**What needs to be done**
Recast the lines from the one containing "the white protest" through the end of the items as a JSON list of strings, one string per line, with blank lines dropped. Leave the pictures out of the answer.

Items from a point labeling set

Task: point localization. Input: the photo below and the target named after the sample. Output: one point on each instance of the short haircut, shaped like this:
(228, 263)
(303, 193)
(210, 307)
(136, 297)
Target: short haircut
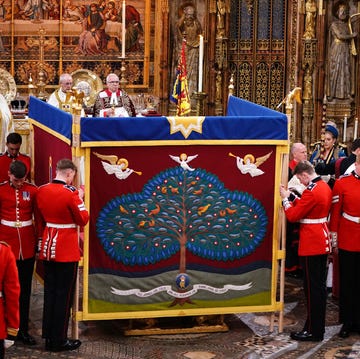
(111, 75)
(18, 169)
(355, 145)
(304, 166)
(14, 138)
(65, 164)
(64, 77)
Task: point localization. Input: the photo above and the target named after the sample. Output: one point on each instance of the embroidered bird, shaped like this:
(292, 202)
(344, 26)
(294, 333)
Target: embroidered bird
(184, 160)
(155, 210)
(123, 210)
(203, 209)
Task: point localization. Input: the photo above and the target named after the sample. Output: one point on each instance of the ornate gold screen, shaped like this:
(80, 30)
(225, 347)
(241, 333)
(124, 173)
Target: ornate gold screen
(257, 50)
(67, 35)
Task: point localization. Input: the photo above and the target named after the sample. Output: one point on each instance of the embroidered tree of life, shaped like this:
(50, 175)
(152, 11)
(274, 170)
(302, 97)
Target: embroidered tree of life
(180, 211)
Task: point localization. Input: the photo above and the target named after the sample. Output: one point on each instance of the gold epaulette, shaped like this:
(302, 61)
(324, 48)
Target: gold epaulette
(315, 144)
(342, 145)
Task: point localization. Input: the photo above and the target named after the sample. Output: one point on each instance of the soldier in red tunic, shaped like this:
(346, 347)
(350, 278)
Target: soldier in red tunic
(62, 211)
(345, 230)
(17, 200)
(311, 210)
(13, 144)
(9, 296)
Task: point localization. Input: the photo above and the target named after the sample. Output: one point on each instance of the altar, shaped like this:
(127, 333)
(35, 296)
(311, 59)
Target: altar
(184, 211)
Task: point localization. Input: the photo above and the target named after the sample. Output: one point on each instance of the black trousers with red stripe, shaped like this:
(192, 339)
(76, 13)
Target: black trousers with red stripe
(59, 285)
(314, 270)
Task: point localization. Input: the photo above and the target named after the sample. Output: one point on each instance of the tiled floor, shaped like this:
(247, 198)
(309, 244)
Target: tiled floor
(248, 337)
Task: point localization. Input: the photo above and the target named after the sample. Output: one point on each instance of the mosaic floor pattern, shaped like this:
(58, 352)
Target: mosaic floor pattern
(248, 337)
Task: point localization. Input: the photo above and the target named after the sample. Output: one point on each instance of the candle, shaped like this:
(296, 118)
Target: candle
(355, 128)
(201, 60)
(123, 30)
(345, 125)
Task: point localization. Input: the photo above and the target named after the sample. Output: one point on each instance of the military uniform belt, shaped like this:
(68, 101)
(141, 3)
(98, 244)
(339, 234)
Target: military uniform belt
(16, 224)
(351, 218)
(61, 225)
(313, 220)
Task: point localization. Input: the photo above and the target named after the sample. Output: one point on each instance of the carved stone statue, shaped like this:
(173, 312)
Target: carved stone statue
(189, 27)
(339, 79)
(310, 19)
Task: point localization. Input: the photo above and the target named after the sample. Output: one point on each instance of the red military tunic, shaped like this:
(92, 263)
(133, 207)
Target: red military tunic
(6, 159)
(62, 211)
(313, 205)
(10, 292)
(16, 214)
(346, 199)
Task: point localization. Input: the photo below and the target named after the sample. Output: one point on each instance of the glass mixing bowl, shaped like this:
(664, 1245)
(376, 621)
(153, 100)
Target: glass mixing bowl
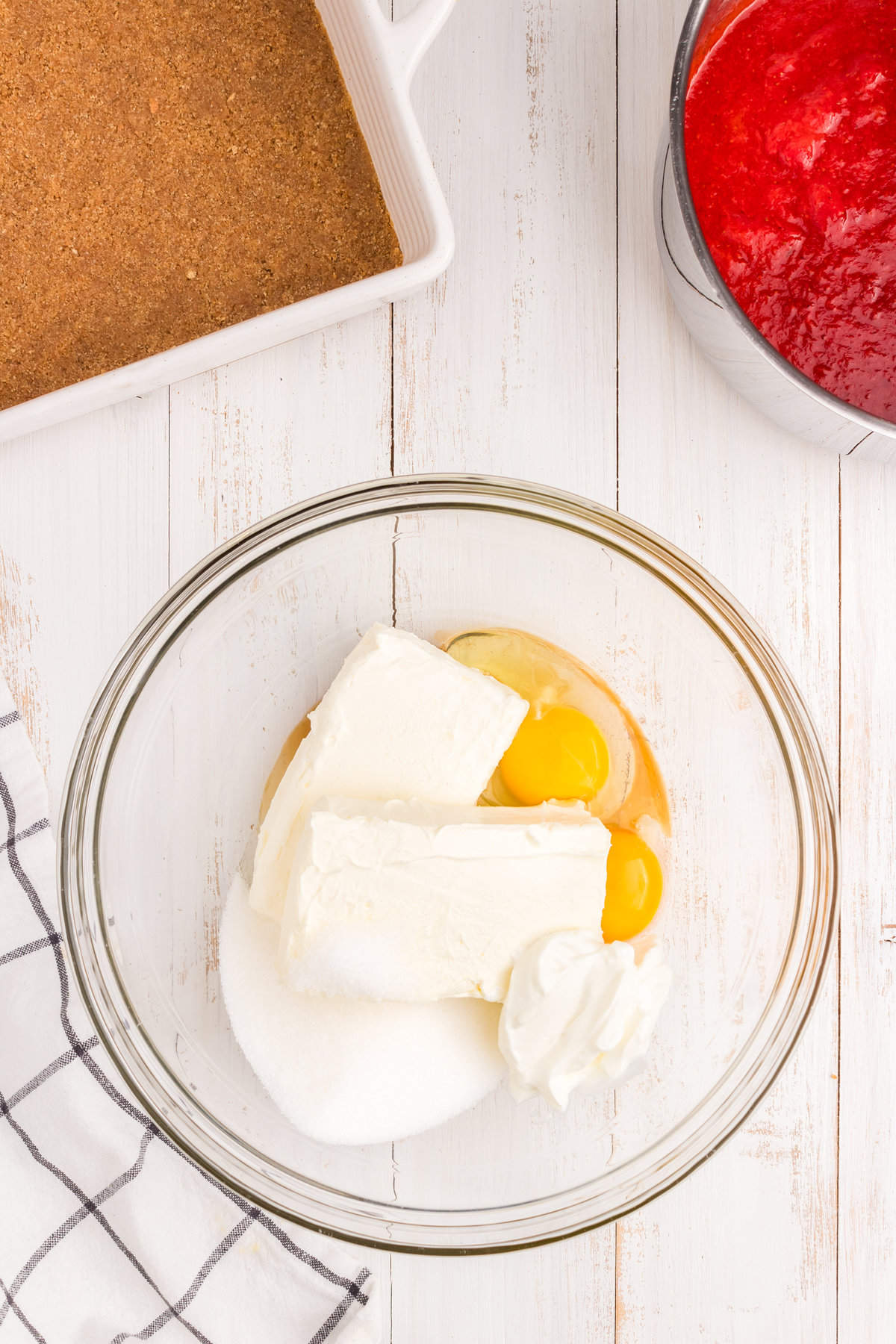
(163, 796)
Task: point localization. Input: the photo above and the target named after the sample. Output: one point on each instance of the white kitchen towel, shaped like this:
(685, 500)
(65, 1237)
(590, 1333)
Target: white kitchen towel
(108, 1233)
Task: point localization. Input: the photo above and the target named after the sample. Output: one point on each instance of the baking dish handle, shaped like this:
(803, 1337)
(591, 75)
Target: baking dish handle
(408, 38)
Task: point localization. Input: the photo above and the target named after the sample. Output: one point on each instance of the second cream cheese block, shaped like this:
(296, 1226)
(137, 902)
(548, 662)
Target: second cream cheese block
(408, 900)
(401, 719)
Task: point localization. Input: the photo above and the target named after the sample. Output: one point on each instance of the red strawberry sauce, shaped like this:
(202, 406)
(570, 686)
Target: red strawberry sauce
(790, 137)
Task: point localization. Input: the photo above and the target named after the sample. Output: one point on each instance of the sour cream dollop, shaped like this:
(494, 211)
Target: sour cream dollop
(578, 1009)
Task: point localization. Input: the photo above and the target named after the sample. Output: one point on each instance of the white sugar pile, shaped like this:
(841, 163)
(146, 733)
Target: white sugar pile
(351, 1071)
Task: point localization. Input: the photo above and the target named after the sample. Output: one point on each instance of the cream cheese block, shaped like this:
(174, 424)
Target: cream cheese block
(417, 902)
(402, 719)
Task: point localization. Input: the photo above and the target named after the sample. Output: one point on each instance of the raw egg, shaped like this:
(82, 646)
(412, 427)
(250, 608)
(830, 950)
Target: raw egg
(578, 742)
(556, 754)
(635, 886)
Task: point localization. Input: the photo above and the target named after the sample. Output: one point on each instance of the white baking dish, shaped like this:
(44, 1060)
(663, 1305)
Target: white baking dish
(378, 60)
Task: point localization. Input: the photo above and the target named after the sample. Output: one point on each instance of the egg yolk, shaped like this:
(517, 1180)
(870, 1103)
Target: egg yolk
(558, 754)
(635, 886)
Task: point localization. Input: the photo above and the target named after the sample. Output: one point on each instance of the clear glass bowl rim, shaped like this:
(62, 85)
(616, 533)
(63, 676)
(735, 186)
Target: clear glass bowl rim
(258, 1179)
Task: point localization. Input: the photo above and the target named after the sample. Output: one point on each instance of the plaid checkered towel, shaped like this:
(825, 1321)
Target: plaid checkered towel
(108, 1233)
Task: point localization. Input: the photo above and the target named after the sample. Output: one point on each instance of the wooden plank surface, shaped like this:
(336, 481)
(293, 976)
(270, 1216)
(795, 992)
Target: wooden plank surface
(508, 364)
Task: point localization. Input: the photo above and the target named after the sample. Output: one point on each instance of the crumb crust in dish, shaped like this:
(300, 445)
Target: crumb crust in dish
(171, 169)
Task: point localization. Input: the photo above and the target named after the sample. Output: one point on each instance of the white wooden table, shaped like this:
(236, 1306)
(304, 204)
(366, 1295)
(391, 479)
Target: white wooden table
(550, 351)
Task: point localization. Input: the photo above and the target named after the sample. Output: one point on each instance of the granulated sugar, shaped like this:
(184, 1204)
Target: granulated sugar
(349, 1070)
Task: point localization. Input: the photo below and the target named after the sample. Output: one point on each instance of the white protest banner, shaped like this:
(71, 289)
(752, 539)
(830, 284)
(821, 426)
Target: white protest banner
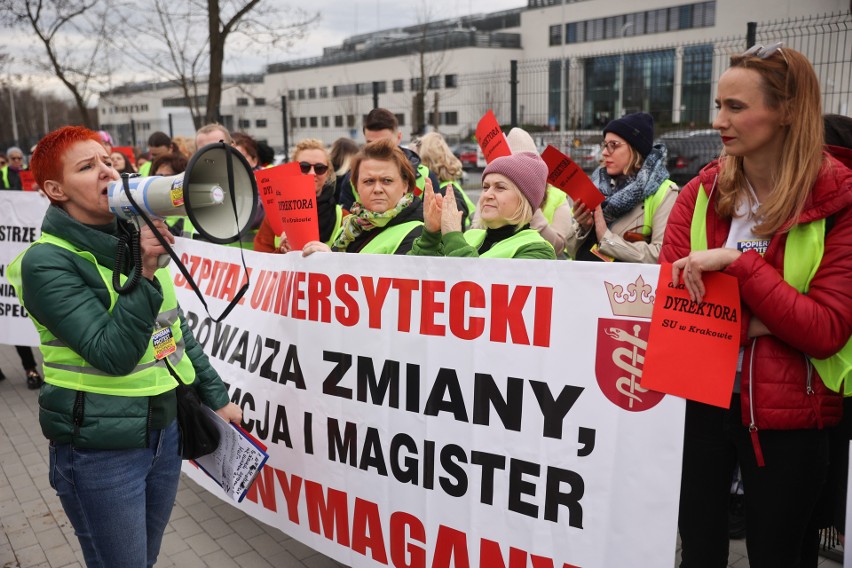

**Output of the task**
[
  "Task: point localization. Input: the photo below and the target named after the sample. Output: one point on each instance of the white protest banner, shaped like this:",
  "(71, 289)",
  "(752, 539)",
  "(830, 284)",
  "(821, 426)",
  "Target: white protest banner"
]